In this way, the reversed R2 can be seen as a continuation, or "tail", of its R1. For example, if you imagine an ideal situation where a sequencer can read out the full length of a DNA molecule, there will be only one direction (R1). This probably makes more sense in our original Dip-C paper: the DNA molecule length is ~300bp, and we sequenced 2x250bp. As a result, most read pairs actually have overlapping R1 and R2--effectively a very long, combined R1.
Please note that this is not the case for other Hi-C software. For example, a concordant read pair (namely, a non-contact read) is denoted ++ here, while +- in other software.

I see. This makes sense. I have another question about hickit. I would appreciate it very much if you have any suggestions.
As far as I know, some softwares don't set minimum contact distance. Sometimes It's useful and necessary when we deal with extremely high-resolution C-datasets, e.g. bulk Hi-C data. To remove the distance limit of a contact pair, two options may be important---distance between segments and distance between the two legs, I guess. Is it reasonable to set -d0 (hickit.js) and --min-leg-dist=0 (hickit)? In this case, it seems like the distance limit between duplicates should also be modified. For single-cell studies, after doing that, we just need to remove all short-range contacts to get rid of the artifacts. Does it make sense?

--*--

● **Task instructions**:
1: In the Dip-C thread, what DNA molecule length and sequencing read length are given for the original Dip-C paper?
2: Duplicate the portion of the Dip-C thread starting at "As far as I" and ending at "it make sense?".
Rely only on the Dip-C thread to respond.

--*--

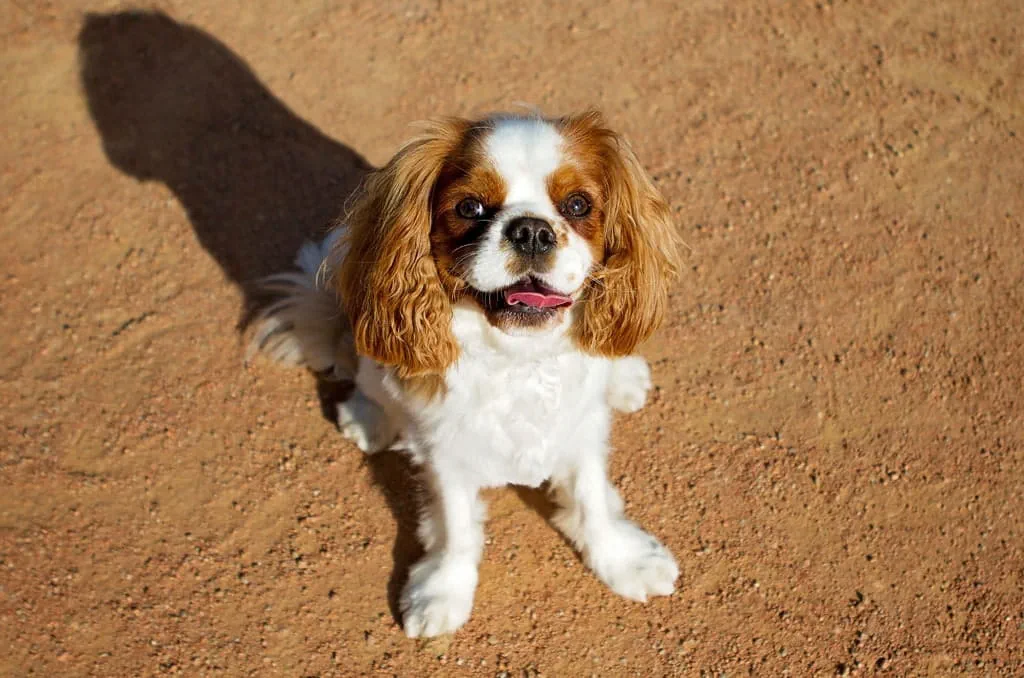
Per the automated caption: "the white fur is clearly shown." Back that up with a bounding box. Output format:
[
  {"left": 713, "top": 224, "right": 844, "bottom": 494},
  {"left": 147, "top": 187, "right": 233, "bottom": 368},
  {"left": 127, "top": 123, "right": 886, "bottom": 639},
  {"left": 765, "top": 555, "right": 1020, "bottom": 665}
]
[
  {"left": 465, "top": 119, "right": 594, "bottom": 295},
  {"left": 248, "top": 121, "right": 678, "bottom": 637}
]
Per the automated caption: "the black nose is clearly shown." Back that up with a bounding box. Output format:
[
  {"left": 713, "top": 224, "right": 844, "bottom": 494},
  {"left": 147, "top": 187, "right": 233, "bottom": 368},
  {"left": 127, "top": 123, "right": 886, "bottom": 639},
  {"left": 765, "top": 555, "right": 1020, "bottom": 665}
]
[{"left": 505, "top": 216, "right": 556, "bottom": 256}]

--*--

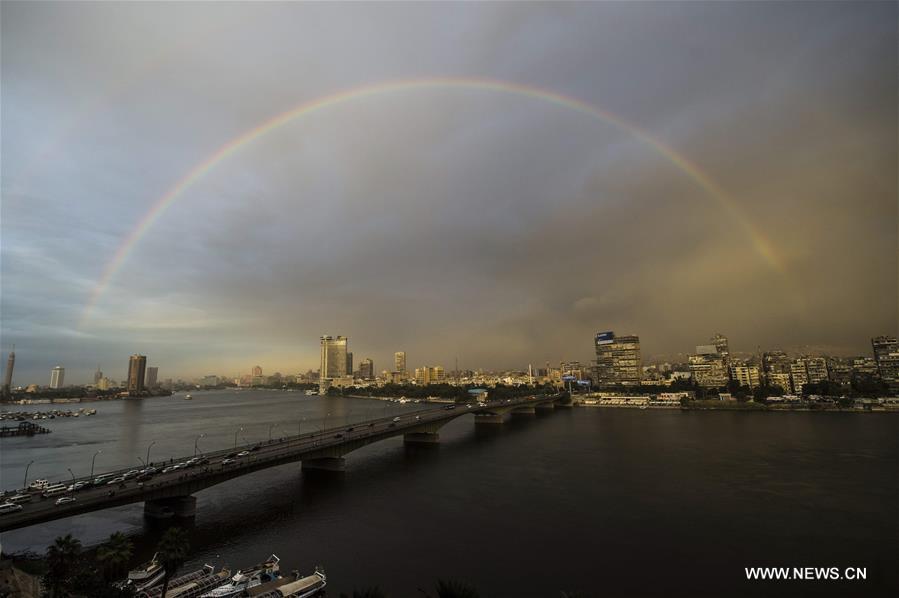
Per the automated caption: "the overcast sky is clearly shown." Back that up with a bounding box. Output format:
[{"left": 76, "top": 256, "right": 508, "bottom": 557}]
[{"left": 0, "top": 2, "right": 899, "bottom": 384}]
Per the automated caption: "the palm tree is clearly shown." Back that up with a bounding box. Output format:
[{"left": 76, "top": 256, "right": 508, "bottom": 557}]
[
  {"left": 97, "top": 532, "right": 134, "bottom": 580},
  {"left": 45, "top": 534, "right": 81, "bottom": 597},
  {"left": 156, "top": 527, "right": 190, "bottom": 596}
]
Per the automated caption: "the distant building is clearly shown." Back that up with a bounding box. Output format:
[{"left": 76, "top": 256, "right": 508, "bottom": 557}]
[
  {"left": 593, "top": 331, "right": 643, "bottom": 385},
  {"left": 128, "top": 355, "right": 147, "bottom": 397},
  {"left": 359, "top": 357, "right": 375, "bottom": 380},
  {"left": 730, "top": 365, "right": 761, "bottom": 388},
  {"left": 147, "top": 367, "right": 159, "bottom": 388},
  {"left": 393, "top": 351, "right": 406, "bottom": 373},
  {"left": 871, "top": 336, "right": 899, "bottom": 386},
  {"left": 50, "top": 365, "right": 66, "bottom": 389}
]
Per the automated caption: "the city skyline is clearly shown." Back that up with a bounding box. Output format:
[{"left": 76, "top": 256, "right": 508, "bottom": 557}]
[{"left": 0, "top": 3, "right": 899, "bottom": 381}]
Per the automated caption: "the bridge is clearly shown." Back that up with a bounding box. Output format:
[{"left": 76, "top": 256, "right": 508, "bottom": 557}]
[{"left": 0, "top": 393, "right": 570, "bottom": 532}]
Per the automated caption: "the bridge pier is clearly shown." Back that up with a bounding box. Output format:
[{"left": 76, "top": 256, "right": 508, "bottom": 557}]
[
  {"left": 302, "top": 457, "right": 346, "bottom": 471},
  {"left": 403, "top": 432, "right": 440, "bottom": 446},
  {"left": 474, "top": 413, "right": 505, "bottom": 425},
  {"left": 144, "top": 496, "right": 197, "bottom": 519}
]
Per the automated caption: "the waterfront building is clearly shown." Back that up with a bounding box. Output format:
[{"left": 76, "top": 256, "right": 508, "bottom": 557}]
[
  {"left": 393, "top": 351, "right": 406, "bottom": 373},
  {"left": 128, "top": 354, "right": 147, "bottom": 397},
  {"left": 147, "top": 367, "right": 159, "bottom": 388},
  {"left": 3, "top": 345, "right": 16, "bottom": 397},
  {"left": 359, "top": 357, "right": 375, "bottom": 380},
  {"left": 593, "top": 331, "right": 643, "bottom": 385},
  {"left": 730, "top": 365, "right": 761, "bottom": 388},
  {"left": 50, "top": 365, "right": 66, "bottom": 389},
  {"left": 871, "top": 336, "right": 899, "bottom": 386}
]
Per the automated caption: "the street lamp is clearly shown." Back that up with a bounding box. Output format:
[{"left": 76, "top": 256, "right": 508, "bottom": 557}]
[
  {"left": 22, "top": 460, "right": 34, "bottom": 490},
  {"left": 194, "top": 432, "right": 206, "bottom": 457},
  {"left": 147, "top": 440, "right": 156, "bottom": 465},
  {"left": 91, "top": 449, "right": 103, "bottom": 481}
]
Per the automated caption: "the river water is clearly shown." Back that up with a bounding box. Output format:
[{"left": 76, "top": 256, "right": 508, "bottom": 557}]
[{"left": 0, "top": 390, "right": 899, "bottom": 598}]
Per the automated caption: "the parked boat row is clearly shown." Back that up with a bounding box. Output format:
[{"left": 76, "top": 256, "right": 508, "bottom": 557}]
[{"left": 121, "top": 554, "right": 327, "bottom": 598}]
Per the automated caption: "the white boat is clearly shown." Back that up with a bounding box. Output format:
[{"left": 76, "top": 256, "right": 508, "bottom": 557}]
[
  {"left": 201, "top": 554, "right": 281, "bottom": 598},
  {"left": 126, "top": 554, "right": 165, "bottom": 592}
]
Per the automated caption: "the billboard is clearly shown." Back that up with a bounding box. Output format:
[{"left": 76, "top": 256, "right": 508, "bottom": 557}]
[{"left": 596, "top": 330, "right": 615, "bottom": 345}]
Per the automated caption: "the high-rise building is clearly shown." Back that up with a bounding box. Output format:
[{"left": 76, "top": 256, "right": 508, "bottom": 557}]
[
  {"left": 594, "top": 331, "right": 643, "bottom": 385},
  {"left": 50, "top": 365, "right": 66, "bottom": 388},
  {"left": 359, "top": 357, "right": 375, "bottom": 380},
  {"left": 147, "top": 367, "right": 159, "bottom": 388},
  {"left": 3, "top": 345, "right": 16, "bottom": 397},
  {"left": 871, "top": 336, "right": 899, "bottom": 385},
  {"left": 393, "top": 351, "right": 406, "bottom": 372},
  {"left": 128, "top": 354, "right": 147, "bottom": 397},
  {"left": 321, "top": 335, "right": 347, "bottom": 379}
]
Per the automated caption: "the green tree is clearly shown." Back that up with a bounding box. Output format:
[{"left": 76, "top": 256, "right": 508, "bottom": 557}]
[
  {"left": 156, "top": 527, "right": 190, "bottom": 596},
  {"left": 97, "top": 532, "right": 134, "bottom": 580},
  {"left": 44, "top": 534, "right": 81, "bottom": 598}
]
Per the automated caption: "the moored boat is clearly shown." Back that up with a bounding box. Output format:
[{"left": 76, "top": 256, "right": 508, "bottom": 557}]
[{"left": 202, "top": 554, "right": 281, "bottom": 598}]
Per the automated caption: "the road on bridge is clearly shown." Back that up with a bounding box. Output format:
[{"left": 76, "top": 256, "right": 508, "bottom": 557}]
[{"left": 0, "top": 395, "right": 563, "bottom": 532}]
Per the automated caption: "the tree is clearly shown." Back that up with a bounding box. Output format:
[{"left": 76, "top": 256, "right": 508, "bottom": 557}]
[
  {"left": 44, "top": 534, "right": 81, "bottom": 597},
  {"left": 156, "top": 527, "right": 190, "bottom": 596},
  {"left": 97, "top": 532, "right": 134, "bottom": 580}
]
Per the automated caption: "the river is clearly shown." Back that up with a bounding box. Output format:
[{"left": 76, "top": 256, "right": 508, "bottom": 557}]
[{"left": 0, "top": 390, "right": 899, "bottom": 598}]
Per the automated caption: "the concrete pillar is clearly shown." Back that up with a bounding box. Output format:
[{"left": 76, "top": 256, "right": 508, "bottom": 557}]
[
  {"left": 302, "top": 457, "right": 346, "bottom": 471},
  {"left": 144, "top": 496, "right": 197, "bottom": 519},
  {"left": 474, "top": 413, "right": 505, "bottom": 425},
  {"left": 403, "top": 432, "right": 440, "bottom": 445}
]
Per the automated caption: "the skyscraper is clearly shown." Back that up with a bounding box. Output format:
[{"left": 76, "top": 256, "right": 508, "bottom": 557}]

--*--

● **Answers to the tasks**:
1: The DNA molecules were about 300bp long, and they were sequenced 2x250bp.

2:
As far as I know, some softwares don't set minimum contact distance. Sometimes It's useful and necessary when we deal with extremely high-resolution C-datasets, e.g. bulk Hi-C data. To remove the distance limit of a contact pair, two options may be important---distance between segments and distance between the two legs, I guess. Is it reasonable to set -d0 (hickit.js) and --min-leg-dist=0 (hickit)? In this case, it seems like the distance limit between duplicates should also be modified. For single-cell studies, after doing that, we just need to remove all short-range contacts to get rid of the artifacts. Does it make sense?